Fragmento seleccionado:

Si se acepta la perspectiva según la cual el cristianismo clásico tomó forma en el contexto, y tal vez bajo la influencia, de dos culturas, una dominada por la manera de pensar semítica o hebrea y otra helénica, sería instructivo intentar percibir cómo estas dos culturas concibieron la relación del hombre con la naturaleza y el lugar que Dios ocupaba en ambas en esta relación.
En lo que se refiere a la cultura semítica que formó el ambiente originario del cristianismo, todos los historiadores están de acuerdo en afirmar que la mentalidad hebrea tendía a otorgar una importancia decisiva a la historia (la historia del pueblo elegido de Dios en particular) y a ver un Dios que se revela principalmente a través de su actuar en la historia. La naturaleza tenía un papel secundario en esta revelación, y muy a menudo este papel se le negaba por la obsesión que el paganismo pudiera minar la identidad específica del pueblo de Israel.

Objetivo: Según el fragmento seleccionado, ¿a qué otorgaba la mentalidad hebrea una importancia decisiva?

Registros:
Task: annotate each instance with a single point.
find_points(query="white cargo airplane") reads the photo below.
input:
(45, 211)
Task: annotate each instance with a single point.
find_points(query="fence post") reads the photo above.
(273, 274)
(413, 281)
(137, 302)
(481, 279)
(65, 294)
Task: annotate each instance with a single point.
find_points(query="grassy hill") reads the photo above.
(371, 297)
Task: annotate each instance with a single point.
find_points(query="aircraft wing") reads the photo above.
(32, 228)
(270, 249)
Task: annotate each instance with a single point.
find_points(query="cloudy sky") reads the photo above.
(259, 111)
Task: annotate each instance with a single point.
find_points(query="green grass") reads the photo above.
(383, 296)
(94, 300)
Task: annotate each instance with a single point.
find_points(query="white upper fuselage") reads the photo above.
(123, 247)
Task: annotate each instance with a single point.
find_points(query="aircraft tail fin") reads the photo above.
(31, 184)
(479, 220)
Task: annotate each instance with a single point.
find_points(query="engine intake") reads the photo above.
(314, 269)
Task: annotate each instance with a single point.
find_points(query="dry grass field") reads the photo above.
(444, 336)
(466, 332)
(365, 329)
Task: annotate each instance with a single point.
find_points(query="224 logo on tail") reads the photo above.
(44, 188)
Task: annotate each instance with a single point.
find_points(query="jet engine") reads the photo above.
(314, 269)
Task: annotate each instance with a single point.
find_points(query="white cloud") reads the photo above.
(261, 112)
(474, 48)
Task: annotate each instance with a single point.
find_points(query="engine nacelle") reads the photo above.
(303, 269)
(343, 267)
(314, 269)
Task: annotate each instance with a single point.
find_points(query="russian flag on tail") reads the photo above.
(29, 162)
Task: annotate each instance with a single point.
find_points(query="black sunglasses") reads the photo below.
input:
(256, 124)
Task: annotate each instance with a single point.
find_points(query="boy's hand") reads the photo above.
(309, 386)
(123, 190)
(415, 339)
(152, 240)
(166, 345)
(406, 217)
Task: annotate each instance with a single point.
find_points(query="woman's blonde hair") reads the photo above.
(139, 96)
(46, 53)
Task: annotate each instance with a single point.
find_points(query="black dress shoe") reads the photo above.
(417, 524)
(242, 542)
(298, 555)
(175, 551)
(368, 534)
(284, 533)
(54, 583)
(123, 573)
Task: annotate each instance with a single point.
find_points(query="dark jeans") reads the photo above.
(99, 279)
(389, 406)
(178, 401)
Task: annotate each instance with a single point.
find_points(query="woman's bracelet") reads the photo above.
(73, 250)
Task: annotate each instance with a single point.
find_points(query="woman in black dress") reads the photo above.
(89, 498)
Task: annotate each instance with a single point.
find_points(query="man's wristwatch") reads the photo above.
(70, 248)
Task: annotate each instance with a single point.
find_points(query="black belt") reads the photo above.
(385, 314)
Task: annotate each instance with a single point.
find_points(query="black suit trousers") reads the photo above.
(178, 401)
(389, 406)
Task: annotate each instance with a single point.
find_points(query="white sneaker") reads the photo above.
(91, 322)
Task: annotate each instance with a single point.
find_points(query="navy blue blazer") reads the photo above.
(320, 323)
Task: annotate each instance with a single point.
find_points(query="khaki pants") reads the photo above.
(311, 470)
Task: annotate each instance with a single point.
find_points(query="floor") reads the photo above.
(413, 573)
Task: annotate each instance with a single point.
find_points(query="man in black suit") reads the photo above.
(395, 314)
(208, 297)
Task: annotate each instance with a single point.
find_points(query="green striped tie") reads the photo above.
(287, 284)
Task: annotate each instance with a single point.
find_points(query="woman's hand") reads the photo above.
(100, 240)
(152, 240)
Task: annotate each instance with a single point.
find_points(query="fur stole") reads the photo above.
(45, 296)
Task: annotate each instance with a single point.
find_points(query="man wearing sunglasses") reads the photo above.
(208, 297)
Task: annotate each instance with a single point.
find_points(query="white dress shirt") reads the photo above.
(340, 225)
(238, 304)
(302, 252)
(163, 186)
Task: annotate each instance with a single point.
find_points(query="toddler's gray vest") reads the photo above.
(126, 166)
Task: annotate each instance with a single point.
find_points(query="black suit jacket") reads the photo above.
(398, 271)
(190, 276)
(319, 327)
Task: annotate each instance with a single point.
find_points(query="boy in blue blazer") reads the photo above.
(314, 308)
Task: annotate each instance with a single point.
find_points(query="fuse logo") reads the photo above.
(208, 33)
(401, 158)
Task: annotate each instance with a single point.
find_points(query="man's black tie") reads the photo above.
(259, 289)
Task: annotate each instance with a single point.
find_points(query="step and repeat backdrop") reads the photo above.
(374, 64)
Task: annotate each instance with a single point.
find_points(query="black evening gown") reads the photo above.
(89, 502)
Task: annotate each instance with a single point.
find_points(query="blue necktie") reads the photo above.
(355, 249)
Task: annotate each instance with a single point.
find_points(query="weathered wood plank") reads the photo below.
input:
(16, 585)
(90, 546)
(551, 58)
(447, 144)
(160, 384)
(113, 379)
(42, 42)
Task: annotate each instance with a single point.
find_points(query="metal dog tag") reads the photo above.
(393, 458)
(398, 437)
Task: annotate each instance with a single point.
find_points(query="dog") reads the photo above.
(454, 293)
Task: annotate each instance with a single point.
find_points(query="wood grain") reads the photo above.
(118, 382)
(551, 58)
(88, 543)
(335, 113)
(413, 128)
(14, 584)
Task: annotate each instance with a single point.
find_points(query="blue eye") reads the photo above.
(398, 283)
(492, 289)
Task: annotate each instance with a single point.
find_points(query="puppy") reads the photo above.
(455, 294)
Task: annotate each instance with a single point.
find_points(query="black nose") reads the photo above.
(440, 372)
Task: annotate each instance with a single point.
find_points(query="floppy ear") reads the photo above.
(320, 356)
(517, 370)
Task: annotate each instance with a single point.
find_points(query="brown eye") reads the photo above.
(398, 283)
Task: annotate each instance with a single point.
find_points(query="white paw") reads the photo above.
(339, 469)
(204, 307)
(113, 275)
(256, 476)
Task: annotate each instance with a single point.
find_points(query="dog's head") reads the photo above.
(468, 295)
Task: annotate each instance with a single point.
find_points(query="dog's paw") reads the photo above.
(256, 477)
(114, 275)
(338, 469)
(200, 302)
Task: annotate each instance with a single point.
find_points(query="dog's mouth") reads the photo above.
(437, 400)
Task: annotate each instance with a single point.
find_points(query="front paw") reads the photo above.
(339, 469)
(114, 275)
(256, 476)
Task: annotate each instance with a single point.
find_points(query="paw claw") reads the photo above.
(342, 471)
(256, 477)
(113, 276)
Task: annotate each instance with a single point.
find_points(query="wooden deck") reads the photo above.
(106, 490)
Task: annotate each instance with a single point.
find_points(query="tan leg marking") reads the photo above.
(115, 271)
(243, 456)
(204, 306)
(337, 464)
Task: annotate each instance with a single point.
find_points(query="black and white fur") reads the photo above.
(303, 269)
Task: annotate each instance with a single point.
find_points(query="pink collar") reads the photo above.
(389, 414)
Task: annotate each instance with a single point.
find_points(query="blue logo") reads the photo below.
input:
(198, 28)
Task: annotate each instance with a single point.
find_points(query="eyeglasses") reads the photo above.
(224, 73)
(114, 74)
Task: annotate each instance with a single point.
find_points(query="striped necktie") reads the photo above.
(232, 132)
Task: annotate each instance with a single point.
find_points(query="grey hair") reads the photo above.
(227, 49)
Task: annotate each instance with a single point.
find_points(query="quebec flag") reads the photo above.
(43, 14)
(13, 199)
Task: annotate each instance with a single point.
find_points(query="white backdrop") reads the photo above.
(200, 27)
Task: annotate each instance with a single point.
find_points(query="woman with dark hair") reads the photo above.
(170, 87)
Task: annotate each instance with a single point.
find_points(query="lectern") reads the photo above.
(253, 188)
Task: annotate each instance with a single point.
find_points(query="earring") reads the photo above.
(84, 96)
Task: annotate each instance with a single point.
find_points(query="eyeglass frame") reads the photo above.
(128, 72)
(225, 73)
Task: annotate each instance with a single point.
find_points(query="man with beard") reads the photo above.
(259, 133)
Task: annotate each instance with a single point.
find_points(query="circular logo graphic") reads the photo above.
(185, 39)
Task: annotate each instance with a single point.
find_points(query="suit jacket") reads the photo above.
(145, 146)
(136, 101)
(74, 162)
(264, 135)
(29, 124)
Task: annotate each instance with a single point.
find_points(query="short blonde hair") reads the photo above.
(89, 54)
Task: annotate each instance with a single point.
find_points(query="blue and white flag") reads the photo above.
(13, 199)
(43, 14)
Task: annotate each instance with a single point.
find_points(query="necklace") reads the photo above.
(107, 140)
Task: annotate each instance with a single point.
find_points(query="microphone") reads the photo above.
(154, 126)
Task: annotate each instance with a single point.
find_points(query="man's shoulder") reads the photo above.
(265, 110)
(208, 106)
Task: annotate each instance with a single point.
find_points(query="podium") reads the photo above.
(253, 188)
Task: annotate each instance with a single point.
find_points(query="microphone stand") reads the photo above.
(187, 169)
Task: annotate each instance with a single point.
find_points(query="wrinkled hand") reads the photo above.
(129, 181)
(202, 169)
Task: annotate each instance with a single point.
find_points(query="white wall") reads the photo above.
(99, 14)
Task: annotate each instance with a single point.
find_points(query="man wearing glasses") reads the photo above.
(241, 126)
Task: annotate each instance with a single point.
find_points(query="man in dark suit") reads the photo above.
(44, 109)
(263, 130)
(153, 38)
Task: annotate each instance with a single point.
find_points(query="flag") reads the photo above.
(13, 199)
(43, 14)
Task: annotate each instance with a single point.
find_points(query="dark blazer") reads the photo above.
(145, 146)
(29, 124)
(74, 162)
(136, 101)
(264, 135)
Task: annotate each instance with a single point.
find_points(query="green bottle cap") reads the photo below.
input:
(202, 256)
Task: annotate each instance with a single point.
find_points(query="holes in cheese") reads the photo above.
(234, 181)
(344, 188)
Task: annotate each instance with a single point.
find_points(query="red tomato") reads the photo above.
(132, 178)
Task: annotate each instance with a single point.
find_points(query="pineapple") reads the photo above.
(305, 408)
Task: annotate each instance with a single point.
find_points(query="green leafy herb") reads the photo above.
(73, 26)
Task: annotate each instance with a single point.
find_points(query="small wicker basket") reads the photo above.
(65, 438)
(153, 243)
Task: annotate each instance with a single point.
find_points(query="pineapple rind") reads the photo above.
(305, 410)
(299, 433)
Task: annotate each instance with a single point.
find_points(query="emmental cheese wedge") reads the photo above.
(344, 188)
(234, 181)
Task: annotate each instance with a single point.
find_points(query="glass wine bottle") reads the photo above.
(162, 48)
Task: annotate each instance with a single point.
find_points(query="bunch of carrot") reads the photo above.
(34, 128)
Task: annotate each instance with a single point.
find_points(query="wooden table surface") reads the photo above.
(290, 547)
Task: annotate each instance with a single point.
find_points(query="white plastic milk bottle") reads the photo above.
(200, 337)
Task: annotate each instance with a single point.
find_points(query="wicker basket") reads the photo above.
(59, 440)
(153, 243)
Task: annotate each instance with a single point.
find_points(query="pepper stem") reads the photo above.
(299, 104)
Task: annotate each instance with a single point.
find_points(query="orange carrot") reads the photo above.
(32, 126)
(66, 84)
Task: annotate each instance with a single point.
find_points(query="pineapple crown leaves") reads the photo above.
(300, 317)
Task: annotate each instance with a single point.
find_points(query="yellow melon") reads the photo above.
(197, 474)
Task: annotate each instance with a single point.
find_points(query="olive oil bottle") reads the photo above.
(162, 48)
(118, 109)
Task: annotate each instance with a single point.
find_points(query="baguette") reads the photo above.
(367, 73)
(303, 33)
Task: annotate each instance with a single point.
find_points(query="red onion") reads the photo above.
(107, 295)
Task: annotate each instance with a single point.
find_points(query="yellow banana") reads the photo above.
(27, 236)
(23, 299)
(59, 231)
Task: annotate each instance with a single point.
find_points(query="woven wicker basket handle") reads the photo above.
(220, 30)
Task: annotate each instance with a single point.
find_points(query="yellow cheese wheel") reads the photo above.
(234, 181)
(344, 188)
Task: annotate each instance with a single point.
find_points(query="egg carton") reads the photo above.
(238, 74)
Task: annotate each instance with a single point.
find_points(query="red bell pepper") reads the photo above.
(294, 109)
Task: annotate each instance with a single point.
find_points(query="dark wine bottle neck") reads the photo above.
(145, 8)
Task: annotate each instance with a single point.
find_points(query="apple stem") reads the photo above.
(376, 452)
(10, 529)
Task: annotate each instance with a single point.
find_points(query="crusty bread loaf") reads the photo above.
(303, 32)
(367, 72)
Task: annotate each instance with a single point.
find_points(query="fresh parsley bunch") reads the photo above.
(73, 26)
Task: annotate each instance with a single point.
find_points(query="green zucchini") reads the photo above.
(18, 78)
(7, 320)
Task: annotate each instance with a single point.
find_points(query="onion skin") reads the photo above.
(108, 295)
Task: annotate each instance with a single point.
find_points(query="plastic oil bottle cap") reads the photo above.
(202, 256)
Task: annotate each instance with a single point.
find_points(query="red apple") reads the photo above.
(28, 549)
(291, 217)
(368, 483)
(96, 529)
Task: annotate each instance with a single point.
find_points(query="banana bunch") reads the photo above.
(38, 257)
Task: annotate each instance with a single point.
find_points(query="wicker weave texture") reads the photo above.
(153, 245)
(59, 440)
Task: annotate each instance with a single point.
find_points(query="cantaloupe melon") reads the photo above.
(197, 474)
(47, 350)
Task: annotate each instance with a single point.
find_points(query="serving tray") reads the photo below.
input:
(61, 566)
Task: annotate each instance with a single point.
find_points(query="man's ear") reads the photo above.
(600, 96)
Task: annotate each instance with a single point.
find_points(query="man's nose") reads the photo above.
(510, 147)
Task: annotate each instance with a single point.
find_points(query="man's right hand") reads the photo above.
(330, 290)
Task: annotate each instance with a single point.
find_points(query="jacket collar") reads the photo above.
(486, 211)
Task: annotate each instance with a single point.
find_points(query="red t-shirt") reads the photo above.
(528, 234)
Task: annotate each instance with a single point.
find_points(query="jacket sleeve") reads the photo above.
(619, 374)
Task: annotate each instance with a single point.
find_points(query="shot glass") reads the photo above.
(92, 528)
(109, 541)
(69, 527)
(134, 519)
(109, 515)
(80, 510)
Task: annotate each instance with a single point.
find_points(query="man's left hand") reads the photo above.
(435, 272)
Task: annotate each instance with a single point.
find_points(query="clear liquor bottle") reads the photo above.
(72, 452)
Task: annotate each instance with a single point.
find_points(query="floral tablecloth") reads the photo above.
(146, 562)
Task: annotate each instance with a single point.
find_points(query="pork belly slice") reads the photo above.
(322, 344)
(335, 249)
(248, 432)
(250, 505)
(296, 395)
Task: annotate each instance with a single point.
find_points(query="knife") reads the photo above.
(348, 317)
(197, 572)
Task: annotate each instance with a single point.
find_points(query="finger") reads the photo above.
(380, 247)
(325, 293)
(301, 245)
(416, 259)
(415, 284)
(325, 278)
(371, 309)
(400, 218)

Respuesta escrita: A la historia, en particular a la historia del pueblo elegido de Dios.